■ DESCRIPTION OF THE TASK
Would you set down all of the entries below exactly as they stand?

#### ENTRIES SHOWN

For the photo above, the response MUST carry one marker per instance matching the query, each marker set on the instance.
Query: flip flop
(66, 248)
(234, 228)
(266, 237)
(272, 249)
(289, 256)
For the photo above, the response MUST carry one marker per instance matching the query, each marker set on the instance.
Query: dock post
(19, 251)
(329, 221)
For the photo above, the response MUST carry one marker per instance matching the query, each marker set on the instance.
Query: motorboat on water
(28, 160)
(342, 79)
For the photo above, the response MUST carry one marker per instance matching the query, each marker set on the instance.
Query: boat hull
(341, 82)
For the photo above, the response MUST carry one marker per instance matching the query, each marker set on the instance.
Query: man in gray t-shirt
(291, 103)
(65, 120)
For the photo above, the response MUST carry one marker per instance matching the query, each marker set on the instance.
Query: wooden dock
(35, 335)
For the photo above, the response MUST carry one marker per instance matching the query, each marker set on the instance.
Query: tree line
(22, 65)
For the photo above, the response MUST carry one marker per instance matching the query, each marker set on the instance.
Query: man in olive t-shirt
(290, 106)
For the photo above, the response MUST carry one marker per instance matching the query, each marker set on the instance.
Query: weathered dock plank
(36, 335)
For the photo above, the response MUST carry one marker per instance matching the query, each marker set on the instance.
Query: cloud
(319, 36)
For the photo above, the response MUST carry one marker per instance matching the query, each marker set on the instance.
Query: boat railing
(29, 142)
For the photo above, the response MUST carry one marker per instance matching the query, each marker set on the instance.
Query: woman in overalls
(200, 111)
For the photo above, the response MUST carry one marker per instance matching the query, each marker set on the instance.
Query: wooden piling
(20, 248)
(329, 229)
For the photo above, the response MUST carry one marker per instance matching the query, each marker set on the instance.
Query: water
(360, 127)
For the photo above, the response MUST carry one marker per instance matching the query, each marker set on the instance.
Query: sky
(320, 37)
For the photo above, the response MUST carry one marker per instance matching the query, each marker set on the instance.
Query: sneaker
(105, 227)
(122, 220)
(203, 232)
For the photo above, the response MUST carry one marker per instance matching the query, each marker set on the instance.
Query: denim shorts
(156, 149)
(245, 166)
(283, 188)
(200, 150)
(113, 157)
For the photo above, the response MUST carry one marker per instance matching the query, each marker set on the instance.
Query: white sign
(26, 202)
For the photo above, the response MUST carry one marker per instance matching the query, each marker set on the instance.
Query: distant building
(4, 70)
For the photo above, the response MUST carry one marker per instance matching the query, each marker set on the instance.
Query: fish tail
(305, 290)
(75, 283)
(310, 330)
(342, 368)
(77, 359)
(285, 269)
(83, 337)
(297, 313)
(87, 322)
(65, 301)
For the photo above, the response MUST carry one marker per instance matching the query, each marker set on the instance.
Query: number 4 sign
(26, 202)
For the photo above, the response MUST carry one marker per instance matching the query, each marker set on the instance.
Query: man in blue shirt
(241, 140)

########

■ TASK RESULT
For the photo above, the response MUST carry one marker per instance matching the query, each marker set on the instance.
Query: flip flop
(66, 248)
(234, 228)
(266, 237)
(272, 249)
(289, 256)
For the photo above, the response MUST carry one marker per instance matching the query, each marker set on the instance.
Query: dock post
(19, 251)
(329, 221)
For the photo above, the response MUST carry one marker per instance matching the query, each marker set on the instance.
Query: motorboat on water
(28, 160)
(342, 79)
For the photo above, the response MUST carry one marker per instance matching the query, each marker set on the instance.
Query: boat hull
(341, 82)
For the photo above, the response MUST carry one marker per instance matching the query, each marker set on the instance.
Query: man in gray t-shirt
(291, 103)
(65, 120)
For the photo above, the response MUST carry one marker per instance matching the query, each marker set on the instance.
Query: wooden dock
(35, 335)
For the photo above, the response MUST carry one marker per instance matching the query, each marker set on the instance.
Query: tree line
(22, 65)
For the photo above, the response MUST carry one marker per instance matching the query, each marker set on the instance.
Query: man in olive t-shirt
(290, 106)
For the photo above, the response MUST carry one marker per instance matching the query, each marker set on the instance.
Query: weathered dock plank
(36, 335)
For the photo above, the response MUST carry one marker per instance matching the query, each marker set on the instance.
Query: cloud
(319, 36)
For the photo above, the response MUST carry one marker per instance matching the query, each marker set on the instance.
Query: boat railing
(29, 142)
For the photo above, the response MUST carry one marker per instance matching the query, each marker set on the instance.
Query: woman in overalls
(200, 111)
For the photo above, the response MUST carry one marker per instance matching the query, each marker set on the instance.
Query: wooden piling
(20, 248)
(329, 229)
For the photo above, the response MUST carry one marker per instance matching the query, each marker set on the instance.
Query: water
(360, 127)
For the photo above, the response MUST carry one marker per instance matching the query, each marker set on the instance.
Query: sky
(320, 37)
For the photo above, the response MUST carry one marker per instance matching the query, each marker set on the instance.
Query: sneaker
(105, 227)
(122, 220)
(203, 232)
For the photo above, the response MUST carry one marker per instance matching the query, each marker set on the instance.
Query: denim shorts
(156, 149)
(245, 166)
(283, 188)
(200, 150)
(113, 157)
For the photo above, the response MUST carry one marker per instance matching the query, each marker set on the instance.
Query: white sign
(26, 202)
For the photo above, the response MUST carry one marker per instance matching the query, each marker set on the instance.
Query: distant building
(4, 70)
For the photo above, the response MUST carry one marker per instance matching the query, each marker set on the instance.
Query: fish tail
(305, 290)
(75, 283)
(310, 330)
(342, 368)
(77, 359)
(285, 269)
(83, 337)
(297, 313)
(87, 322)
(65, 301)
For the photo above, the response MUST carry one marker per instance matching the query, each marker set on the instance.
Query: number 4 sign
(26, 202)
For the photo above, the response MUST carry one marker per instance matching the query, each marker set on the instance.
Query: man in blue shirt
(241, 140)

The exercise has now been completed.